A man stood in the middle of the room to military
attention and talked, his voice monotone: "We are soldiers who fought
defending our country … we fought greatly until we ran out of ammunition … we
ask the brother president to look into our situation and agree to the demands
of the brothers in Ansar al-Sharia and exchange us with their prisoners …"
We were taken into another cell, and another soldier
stood and narrated very similar lines while someone filmed him.
In the fourth room, we asked one of the men
squatting on the floor how were they being treated.
"Like a prisoner. Like a prisoner," he
repeated, his eyes staring at me wide open.
After we had been shown the prisoners, a heavily
armed squat man said: "They are poor soldiers, they give each soldier one
magazine, that's what, 30 bullets? We each carry 10 magazines how many bullets
is that? You calculate and we have more supplies in the middle of the battle,
we use Google maps and send scouts days before the attack. They are poor."
In the car on the way back a man – identifiable from
his voice as the commander – said: "We ask the government to respond to
us, and exchange those men."
And what if they don't?
"Sharia gives us three ways to deal with them,
either we release them, which we won't, or exchange them or kill them," he
said.
Later we walked around Jaar unaccompanied. A farmer
with a thin fuzz of white stubble on his face was making his way back from the
fields on the outskirts of town. What did he make of jihadi rule?
"They got three men from three different areas
and they cut their hands," he said. Had they stolen? "Yes, but what?
An air conditioner, a few items … but now no one dares to raise his voice in
Jaar, let alone steal. This town has gone quiet. Even in the market, no one
shouts. Al-Qaida have imposed security, but if they suspect that someone is spy
he will disappear."
The fertile land around Jaar appeared deserted. The
irrigation canals, neglected for almost a year, had dried up and the yellow
earth was cracked and powdery. Where mangos and papayas had once grown were
withered trees and swirling clouds of dust.
Many of the people have left, fleeing the shelling
by the government and aerial attacks. Tens of thousands of refugees are packed
in schools in Aden, where they live among uncollected garbage, raw sewage and
poverty.
"The people have left, each family leaving one
son in the house and the rest fled to Aden," said the old farmer.
One of those who has fled is Faisal. He woke up one
morning last year and saw that the jihadis had taken control of the town.
"Not one bullet was fired," he said.
The people tried to march in the streets of Jaar in
protest against the town's takeover, Faisal said, but they were shot at and the
crowd dispersed. So he joined a caravan of refugees streaming towards Aden,
where he now lives in a camp.

* TASK PROMPT
In the passage about Jaar, how many magazines did the heavily armed man say each of his fighters carries? Nothing in the listing is needed here.

* DATA SEGMENT
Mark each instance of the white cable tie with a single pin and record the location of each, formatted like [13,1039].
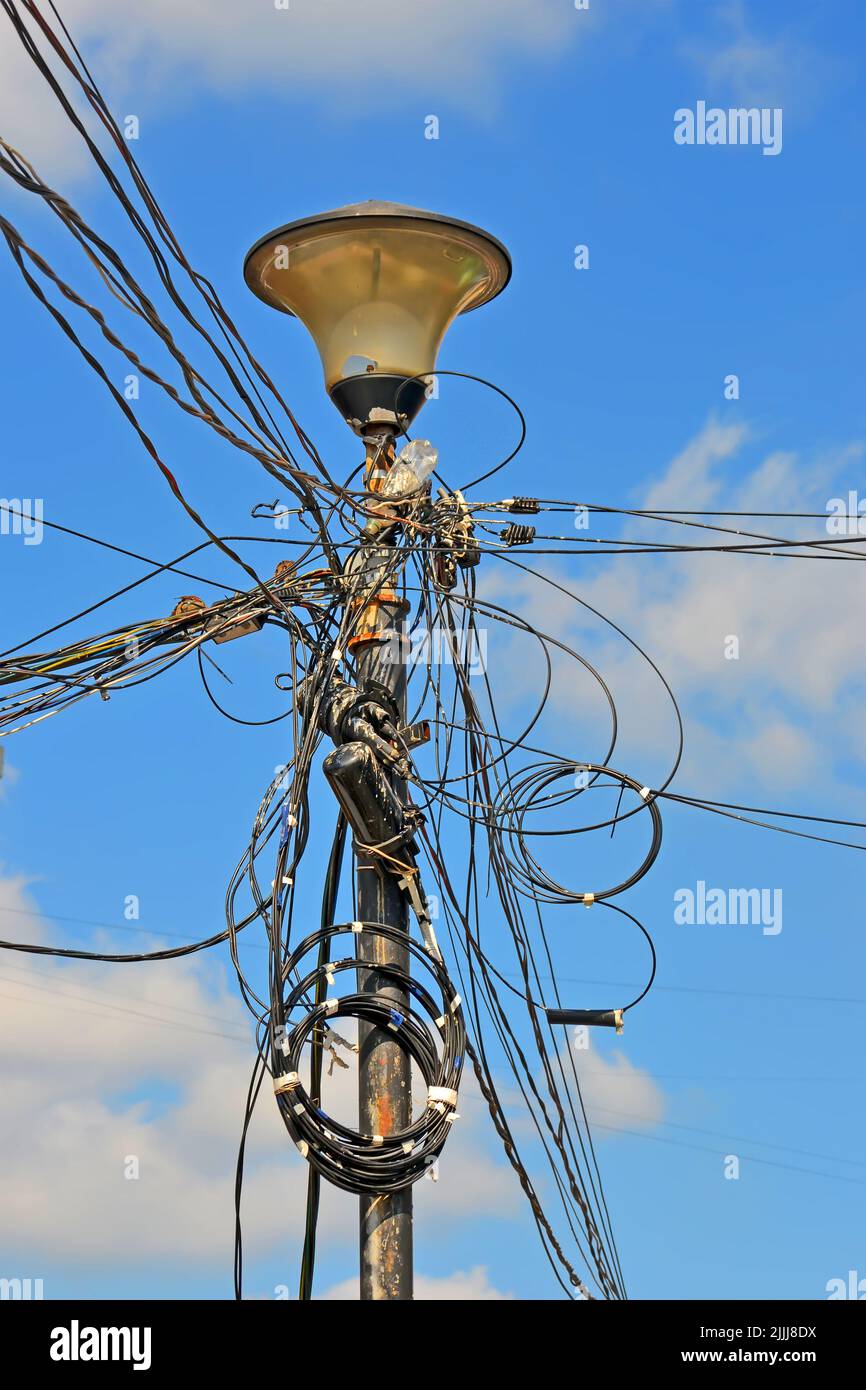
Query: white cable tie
[442,1093]
[285,1083]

* RESULT
Each fighter carries 10 magazines.